> Tarefa proposta 1:
Transcreva, do texto sobre a Geração Z, o trecho que começa em "É preciso resgatar" e termina em "o próprio futuro.".

══════

Pesquisas recentes revelam que a Geração Z tem rejeitado, cada vez mais, o consumo de bebida alcoólica, casamento, filhos e dedicação profissional. Desaprovam também a agitação dos corpos em festas lotadas, convívio tumultuoso dos bares e compromisso de uma vida compartilhada. Nos Estados Unidos, a porcentagem de jovens universitários que se abstêm de álcool subiu de 20% para 28% em uma década. No Reino Unido, 26% de pessoas entre 16 e 25 anos se declararam abstêmios em 2019, contra apenas 15% dos mais velhos. A taxa de natalidade entre os mais jovens despenca ano após ano. Além disso, essa geração não encontra satisfação na vida profissional: apenas 43,5% na América Latina diz amar o próprio trabalho – o menor percentual entre todas as gerações.

É preciso resgatar a ideia de que o mundo não é meramente um fardo a ser suportado, mas é a matéria das nossas ações. Nunca foi tão necessário clamar aos quatro cantos que é preciso amar o mundo apaixonadamente. Do contrário, teremos cada vez mais uma geração sem identidade, sem voz, sem rastro no tempo

Alguns olham para essas tendências e cogitam que elas são o indicativo de uma geração mais altruísta e austera. Mas há algo de errado nessa leitura. O que parece virtude, não passa de atrofia. Esses dados expõem uma geração de jovens que não se dedica, não se enraíza e não quer nem mesmo imaginar o próprio futuro.

Sei disso pela lembrança viva da minha própria geração quando jovem. Cresci na região de Porto Alegre entre 2005 e 2015, um tempo de efervescência cultural. Havia muitas bandas, muitos artistas e muita gente querendo produzir cultura e arte. Era um período de explosões criativas, de noites intermináveis em bares onde se discutia música, cinema, política etc. Criávamos nossos próprios projetos artísticos, montávamos bandas, fundávamos coletivos de arte, publicávamos zines de fotografia hipster. Havia um desejo genuíno de expressão, um impulso de transformar o mundo ao nosso redor.

══════

> Tarefa proposta 2:
Reescreva todos os registros trocando "agriculture scouting" por "sports analytics" e mantendo inalterado todo o restante.

══════

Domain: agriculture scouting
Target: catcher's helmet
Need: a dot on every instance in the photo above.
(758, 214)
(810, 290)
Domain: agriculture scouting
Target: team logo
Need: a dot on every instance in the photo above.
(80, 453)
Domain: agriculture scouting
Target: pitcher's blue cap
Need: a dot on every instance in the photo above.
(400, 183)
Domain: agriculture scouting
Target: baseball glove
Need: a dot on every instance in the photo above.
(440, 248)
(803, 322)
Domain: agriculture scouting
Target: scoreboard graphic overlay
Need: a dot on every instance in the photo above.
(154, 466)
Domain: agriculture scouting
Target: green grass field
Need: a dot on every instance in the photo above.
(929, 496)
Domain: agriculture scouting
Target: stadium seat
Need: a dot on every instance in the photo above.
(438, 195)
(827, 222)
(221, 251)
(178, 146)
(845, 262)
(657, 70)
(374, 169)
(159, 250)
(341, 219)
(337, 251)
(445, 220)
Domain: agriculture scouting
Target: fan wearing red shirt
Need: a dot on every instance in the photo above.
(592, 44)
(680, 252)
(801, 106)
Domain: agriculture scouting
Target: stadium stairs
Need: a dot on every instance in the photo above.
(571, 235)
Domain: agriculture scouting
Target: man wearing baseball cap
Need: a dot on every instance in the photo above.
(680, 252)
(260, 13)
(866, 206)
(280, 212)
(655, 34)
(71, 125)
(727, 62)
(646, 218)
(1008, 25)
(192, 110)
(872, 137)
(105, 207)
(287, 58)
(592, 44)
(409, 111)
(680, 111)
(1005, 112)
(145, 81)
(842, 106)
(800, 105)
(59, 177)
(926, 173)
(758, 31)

══════

> Resultado 1:
É preciso resgatar a ideia de que o mundo não é meramente um fardo a ser suportado, mas é a matéria das nossas ações. Nunca foi tão necessário clamar aos quatro cantos que é preciso amar o mundo apaixonadamente. Do contrário, teremos cada vez mais uma geração sem identidade, sem voz, sem rastro no tempo

Alguns olham para essas tendências e cogitam que elas são o indicativo de uma geração mais altruísta e austera. Mas há algo de errado nessa leitura. O que parece virtude, não passa de atrofia. Esses dados expõem uma geração de jovens que não se dedica, não se enraíza e não quer nem mesmo imaginar o próprio futuro.

> Resultado 2:
Domain: sports analytics
Target: catcher's helmet
Need: a dot on every instance in the photo above.
(758, 214)
(810, 290)
Domain: sports analytics
Target: team logo
Need: a dot on every instance in the photo above.
(80, 453)
Domain: sports analytics
Target: pitcher's blue cap
Need: a dot on every instance in the photo above.
(400, 183)
Domain: sports analytics
Target: baseball glove
Need: a dot on every instance in the photo above.
(440, 248)
(803, 322)
Domain: sports analytics
Target: scoreboard graphic overlay
Need: a dot on every instance in the photo above.
(154, 466)
Domain: sports analytics
Target: green grass field
Need: a dot on every instance in the photo above.
(929, 496)
Domain: sports analytics
Target: stadium seat
Need: a dot on every instance in the photo above.
(438, 195)
(827, 222)
(221, 251)
(178, 146)
(845, 262)
(657, 70)
(374, 169)
(159, 250)
(341, 219)
(337, 251)
(445, 220)
Domain: sports analytics
Target: fan wearing red shirt
Need: a dot on every instance in the photo above.
(592, 44)
(680, 252)
(801, 106)
Domain: sports analytics
Target: stadium stairs
Need: a dot on every instance in the photo above.
(571, 235)
Domain: sports analytics
Target: man wearing baseball cap
Need: a dot on every instance in the photo above.
(680, 252)
(260, 13)
(866, 206)
(280, 212)
(655, 34)
(71, 125)
(727, 62)
(646, 218)
(1008, 25)
(192, 110)
(872, 137)
(105, 207)
(287, 58)
(592, 44)
(409, 111)
(680, 111)
(1005, 112)
(145, 81)
(842, 106)
(800, 105)
(59, 177)
(926, 173)
(758, 31)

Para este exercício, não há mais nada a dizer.